Deduplicate compute_number_of_edges CUB/Thrust kernels via explicit instantiation#5489
Deduplicate compute_number_of_edges CUB/Thrust kernels via explicit instantiation#5489bdice wants to merge 12 commits intorapidsai:mainfrom
Conversation
…nstantiation Move edge_partition_device_view_t::compute_number_of_edges* and compute_local_degrees* method bodies from inline definitions in edge_partition_device_view.cuh to a separate _impl.cuh file, with explicit template instantiations in dedicated .cu translation units. This prevents 40+ TUs from each compiling their own copy of the CUB DeviceReduce and Thrust transform_reduce kernels for these methods. Two prims headers that required rare cuda::transform_iterator types (using lambdas) had those lambdas replaced with named functors so the iterator types can be explicitly instantiated without leaking the heavy _impl.cuh back into broadly-included headers. Binary size reduction vs baseline: libcugraph.so: 475 MB -> 459 MB (-16 MB, -3.4%) libcugraph_mg.so: 576 MB -> 520 MB (-56 MB, -9.7%) Combined: 1051 MB -> 979 MB (-72 MB, -6.9%)
…via inline wrappers
…op_t and local_degree_with_mask_op_t into single functor
…st-cast overloads
seunghwak
left a comment
There was a problem hiding this comment.
Thanks for the contribution, this looks like a right approach and will be very helpful in cutting cuGraph binary size. I have some suggestions to better follow cuGraph coding conventions.
| { | ||
| return range_first + static_cast<vertex_t>(v_offset); | ||
| } | ||
| }; |
There was a problem hiding this comment.
We already have shift_right_t, no need to re-define here.
See
https://github.com/rapidsai/cugraph/blob/main/cpp/include/cugraph/utilities/device_functors.cuh#L157
| return range_first + static_cast<vertex_t>(v_offset); | ||
| })); | ||
| detail::bitmap_offset_to_vertex_op_t<vertex_t>{ | ||
| local_frontier_range_firsts[partition_idx]}); |
There was a problem hiding this comment.
This should work better than re-defining a new functor.
#include <cugraph/utilities/device_functors.cuh>
...
detail::shift_right_t<vertex_t>{local_frontier_range_firsts[partition_idx]}
There was a problem hiding this comment.

Records shown ->
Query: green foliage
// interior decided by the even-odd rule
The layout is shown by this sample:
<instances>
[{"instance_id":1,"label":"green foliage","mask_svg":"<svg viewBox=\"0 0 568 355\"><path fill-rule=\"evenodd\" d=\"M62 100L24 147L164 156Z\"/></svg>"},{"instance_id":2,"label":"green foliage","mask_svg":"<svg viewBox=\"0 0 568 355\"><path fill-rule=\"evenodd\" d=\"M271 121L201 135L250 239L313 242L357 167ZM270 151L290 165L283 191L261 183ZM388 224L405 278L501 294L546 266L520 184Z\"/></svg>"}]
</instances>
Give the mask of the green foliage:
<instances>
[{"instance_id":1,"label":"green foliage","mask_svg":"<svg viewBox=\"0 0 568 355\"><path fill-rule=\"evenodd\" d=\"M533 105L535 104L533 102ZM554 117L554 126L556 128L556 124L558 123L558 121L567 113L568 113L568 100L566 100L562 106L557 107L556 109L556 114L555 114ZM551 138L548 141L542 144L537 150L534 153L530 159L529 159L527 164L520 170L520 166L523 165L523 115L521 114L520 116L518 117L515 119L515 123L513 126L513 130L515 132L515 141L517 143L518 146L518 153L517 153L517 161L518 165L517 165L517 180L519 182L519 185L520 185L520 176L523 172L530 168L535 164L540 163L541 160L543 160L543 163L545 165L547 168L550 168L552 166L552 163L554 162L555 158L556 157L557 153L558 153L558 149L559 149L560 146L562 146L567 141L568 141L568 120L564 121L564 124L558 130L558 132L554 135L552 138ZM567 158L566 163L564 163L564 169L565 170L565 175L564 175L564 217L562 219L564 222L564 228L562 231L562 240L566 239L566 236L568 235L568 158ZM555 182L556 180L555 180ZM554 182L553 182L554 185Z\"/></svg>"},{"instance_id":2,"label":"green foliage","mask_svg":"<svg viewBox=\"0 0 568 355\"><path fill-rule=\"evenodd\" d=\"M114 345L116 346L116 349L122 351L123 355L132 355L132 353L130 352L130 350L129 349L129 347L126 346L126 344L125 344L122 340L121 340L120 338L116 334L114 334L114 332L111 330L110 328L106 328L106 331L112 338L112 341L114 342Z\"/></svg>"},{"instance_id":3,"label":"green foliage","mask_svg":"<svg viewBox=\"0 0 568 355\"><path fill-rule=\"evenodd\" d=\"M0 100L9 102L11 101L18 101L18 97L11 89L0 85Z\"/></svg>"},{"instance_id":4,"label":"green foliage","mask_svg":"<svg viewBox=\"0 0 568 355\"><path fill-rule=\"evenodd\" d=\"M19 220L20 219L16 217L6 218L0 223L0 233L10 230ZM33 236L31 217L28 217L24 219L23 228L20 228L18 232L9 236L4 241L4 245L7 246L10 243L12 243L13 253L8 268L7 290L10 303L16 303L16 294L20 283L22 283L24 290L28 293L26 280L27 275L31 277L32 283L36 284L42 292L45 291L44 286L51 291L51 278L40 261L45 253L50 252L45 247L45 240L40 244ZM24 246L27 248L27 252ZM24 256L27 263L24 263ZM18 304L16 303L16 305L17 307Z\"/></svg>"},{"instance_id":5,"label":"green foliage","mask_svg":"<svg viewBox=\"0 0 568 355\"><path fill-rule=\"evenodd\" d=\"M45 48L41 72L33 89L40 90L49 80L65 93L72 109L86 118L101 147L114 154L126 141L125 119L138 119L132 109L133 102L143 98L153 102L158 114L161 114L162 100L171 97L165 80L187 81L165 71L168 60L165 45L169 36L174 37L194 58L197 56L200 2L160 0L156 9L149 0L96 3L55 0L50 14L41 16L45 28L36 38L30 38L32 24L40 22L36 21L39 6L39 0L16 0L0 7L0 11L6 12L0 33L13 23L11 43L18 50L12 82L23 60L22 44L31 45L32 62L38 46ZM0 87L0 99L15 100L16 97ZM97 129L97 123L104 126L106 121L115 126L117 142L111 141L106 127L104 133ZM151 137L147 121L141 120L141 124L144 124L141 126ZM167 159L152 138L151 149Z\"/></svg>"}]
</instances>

What to do ->
Reproduce the stretch of the cuGraph pull request thread from "Thanks for the" through "cuGraph coding conventions.", swapping in "guidelines" wherever "conventions" appears.

Task result ->
Thanks for the contribution, this looks like a right approach and will be very helpful in cutting cuGraph binary size. I have some suggestions to better follow cuGraph coding guidelines.